Excerpts from a dataset
◆ ◆ ◆ ◆

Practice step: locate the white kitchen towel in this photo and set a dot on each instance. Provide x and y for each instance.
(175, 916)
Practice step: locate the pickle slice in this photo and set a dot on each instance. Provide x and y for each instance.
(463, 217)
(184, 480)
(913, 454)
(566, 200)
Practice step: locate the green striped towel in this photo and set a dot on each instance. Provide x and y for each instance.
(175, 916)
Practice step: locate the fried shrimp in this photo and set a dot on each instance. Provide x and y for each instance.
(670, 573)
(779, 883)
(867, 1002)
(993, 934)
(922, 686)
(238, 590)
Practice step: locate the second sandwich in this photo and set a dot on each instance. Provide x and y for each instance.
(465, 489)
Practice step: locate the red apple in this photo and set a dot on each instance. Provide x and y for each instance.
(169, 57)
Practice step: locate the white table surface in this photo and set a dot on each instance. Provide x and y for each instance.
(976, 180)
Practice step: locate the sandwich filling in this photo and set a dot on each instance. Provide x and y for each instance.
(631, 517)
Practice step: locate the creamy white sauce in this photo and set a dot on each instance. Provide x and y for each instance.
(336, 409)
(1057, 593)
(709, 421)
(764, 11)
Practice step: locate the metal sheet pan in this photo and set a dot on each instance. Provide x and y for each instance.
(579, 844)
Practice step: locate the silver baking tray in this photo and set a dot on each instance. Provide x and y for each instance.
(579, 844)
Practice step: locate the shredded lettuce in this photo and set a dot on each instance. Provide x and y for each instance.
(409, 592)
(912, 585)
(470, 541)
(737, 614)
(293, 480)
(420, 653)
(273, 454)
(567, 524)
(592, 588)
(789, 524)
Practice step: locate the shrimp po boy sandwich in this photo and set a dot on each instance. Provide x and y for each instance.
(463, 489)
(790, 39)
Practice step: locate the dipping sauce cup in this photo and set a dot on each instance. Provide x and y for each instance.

◆ ◆ ◆ ◆

Exercise prompt> Your task is to copy every entry above, exactly as written.

Output below>
Practice step: locate the white kitchen towel in this photo and set a dot on each instance. Provide x and y for each instance.
(175, 916)
Practice step: locate the pickle slice in this photo and set a dot on each instance. Provide x and y for each instance.
(463, 217)
(184, 480)
(913, 454)
(566, 200)
Practice step: locate the green striped towel in this photo and set a dot on each instance. Provide x and y for each instance.
(175, 916)
Practice step: locate the fried shrimp in this photo and set a dot on each instance. Provide x and y for each instance.
(670, 573)
(779, 883)
(867, 1002)
(993, 934)
(922, 686)
(238, 590)
Practice step: locate the second sandwich in this photo and set a dot on each instance. Provide x and y for each instance.
(465, 489)
Practice step: locate the red apple in this photo and set a dot on each instance. Provide x and y for each instance.
(169, 57)
Practice step: locate the white table surface in this photo and set a dot on each instance. Provide x and y for each instance.
(976, 180)
Practice step: locate the sandwich filling in this photo and set a dot on each instance. Provide x and y for each instance.
(631, 517)
Practice step: locate the creamy white sauce in this photo and set a dot on each instance. Provide x and y for each instance.
(336, 409)
(1057, 593)
(709, 421)
(764, 11)
Practice step: locate the metal sheet pan in this photo and set a dot on each instance. Provide x and y for each instance.
(579, 844)
Practice step: locate the silver baking tray in this photo and set a dot on each instance. Provide x and y for each instance.
(579, 844)
Practice step: locate the shredded lettuce in this photo and set a dot on each instance. Provide x and y for each instance.
(409, 592)
(912, 585)
(470, 541)
(737, 614)
(293, 480)
(420, 653)
(273, 454)
(567, 524)
(592, 588)
(789, 524)
Practice step: locate the shrimp po boy sandwich in this photo and set a dot on each instance. Provide x and y for each instance.
(463, 489)
(790, 39)
Practice step: locate the dipping sauce cup in this photo and set a dot on each instance. Provide x and y for each instance.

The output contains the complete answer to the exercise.